> _Passage to read_
━━━━━━━━

Older Driver Training Using Video and Global Positioning System Technology--a Randomized Controlled Trial.

Faculty of Kinesiology and Recreation Management, University of Manitoba, Winnipeg, Manitoba, Canada, R3T 2N2. .
The Journals of Gerontology Series A Biological Sciences and Medical Sciences (Impact Factor: 5.42). 08/2012; 68(5). DOI: 10.1093/gerona/gls160
Source: PubMed


There is emerging evidence that older driver training programs with on-road instruction are more effective than driver education programs that are conducted only in the classroom. Although most programs have provided this additional in-vehicle training with a driving instructor and a dual-braked vehicle, technology could assist in providing this feedback. It was hypothesized that participants who received video and global positioning system (GPS) feedback (Video group) in addition to classroom education would improve to a greater extent than those who received a classroom-based course alone (Education) or Control participants.

Fifty-four participants (32 men and 22 women), 70-89 years old, randomized to one of the three groups, completed the study. All participants underwent pre- and postintervention driving tests, in their own vehicle, on a standardized route, that were recorded with video and GPS equipment. The Video group met with a driving instructor to receive feedback on their driving errors in their preintervention driving test. A blinded assessor scored all driving tests in random order.

The Video group significantly reduced their driving errors by 25% (p < .05) following the intervention, whereas the other two groups did not change significantly. Fifty-two percent of participants from the Video group improved their global safety rating, whereas only 5.3% in the Control and 22.2% in the Education groups did.

This study suggests that direct driving feedback using video and GPS technology could be an effective and novel means to provide older driver education.

━━━━━━━━

> _Data excerpts_

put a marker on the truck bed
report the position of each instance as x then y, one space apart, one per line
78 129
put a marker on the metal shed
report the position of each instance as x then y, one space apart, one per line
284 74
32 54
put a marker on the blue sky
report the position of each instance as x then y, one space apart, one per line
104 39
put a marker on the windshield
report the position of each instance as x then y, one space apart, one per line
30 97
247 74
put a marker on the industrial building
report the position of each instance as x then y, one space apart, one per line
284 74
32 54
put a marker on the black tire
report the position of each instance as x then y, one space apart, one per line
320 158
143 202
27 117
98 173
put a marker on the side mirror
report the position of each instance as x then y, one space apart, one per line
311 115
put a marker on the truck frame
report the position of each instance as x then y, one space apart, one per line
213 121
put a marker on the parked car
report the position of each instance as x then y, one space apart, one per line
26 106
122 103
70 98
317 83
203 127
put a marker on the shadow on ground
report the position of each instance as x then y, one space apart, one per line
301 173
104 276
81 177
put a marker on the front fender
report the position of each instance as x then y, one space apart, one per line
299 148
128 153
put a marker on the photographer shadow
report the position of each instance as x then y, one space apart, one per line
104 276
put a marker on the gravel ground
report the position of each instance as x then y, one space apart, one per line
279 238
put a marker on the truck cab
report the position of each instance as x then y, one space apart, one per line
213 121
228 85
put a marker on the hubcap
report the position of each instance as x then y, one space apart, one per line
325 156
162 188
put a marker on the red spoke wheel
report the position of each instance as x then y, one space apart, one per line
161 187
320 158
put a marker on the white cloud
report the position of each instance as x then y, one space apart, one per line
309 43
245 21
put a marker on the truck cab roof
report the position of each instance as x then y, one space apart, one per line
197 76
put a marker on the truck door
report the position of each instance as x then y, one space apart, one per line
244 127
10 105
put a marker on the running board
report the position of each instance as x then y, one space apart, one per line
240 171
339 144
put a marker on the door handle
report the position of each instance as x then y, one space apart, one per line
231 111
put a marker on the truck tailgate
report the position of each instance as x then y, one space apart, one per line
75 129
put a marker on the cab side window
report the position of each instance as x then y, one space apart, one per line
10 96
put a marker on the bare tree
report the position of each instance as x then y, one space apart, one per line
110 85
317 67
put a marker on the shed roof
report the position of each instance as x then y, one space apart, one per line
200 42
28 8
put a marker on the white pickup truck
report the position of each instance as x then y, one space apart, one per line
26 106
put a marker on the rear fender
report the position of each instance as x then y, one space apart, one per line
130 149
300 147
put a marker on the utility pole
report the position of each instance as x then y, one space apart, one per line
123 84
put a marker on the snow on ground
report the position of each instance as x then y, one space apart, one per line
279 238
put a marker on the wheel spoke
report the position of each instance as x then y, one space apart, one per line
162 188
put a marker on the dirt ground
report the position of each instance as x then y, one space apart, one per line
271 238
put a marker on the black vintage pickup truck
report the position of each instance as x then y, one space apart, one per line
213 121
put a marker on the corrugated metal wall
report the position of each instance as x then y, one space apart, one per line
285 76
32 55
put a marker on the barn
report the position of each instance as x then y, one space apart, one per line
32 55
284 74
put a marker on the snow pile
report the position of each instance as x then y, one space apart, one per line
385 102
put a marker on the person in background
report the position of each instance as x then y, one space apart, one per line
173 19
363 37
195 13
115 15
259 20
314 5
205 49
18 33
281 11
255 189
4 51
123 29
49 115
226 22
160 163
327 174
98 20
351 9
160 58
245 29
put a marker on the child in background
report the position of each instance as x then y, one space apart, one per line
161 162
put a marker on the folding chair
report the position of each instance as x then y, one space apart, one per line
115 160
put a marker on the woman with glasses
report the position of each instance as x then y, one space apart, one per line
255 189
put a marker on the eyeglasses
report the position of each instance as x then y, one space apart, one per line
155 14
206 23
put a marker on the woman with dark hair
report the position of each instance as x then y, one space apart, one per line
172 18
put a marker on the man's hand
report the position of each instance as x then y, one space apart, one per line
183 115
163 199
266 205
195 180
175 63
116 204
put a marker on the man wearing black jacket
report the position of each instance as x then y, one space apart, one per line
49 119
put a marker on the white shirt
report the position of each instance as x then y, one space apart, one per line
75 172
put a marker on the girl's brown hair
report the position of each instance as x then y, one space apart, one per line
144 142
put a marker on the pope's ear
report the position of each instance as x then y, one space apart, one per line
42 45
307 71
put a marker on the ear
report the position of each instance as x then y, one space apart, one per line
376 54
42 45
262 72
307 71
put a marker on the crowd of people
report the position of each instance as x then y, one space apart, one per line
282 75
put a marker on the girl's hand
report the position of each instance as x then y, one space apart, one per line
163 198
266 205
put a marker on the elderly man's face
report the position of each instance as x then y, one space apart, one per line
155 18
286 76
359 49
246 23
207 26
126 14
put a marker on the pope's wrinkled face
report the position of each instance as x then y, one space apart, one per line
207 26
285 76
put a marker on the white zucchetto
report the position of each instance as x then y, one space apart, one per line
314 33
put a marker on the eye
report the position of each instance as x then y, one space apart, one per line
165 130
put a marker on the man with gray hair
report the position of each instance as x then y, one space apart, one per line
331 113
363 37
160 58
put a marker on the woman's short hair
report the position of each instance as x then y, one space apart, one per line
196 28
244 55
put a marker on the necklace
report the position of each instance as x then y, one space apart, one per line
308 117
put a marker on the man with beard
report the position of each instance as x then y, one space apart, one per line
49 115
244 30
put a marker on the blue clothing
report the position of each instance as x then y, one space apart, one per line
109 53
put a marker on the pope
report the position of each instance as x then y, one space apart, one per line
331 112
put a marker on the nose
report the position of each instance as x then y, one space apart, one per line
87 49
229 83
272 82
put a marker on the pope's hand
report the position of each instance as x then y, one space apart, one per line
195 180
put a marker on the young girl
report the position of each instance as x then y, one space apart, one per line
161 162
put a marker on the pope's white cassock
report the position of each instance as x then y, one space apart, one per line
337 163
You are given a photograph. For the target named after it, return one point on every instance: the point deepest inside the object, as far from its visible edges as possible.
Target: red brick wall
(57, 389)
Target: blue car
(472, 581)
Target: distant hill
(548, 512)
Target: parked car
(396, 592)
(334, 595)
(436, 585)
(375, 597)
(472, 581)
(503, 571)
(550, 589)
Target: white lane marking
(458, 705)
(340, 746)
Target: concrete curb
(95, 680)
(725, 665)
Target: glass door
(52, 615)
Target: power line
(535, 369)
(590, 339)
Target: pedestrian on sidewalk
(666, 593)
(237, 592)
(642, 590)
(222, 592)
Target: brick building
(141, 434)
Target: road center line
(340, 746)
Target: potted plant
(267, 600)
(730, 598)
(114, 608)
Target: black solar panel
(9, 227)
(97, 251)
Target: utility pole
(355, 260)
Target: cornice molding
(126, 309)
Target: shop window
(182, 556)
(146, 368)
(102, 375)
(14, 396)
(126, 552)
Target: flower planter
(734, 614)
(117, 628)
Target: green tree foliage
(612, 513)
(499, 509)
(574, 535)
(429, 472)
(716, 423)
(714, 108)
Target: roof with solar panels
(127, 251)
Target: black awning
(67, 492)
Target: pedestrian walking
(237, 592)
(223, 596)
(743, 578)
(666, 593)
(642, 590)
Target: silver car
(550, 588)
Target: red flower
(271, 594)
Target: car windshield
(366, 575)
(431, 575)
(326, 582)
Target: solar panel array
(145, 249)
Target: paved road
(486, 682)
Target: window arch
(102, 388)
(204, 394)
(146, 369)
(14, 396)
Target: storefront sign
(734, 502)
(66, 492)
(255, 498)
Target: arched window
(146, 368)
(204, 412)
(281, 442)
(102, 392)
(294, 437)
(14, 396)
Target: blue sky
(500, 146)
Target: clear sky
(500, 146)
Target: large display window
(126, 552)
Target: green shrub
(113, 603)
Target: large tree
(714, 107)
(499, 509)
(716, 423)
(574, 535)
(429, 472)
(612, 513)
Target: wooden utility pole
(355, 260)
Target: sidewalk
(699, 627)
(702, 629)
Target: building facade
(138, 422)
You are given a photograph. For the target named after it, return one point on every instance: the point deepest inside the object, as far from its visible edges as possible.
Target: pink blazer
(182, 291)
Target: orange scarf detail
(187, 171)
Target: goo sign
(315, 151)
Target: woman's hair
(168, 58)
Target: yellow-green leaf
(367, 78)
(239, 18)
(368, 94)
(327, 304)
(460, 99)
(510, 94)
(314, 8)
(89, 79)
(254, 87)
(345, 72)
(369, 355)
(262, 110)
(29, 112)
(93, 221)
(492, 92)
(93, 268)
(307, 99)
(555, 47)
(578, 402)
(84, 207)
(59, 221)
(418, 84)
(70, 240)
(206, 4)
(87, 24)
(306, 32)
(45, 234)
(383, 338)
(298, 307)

━━━━━━━━

> _Directions_
In the abstract on older driver training, by how much did the Video group reduce its driving errors after the intervention?

> _Expected answer_
By 25%.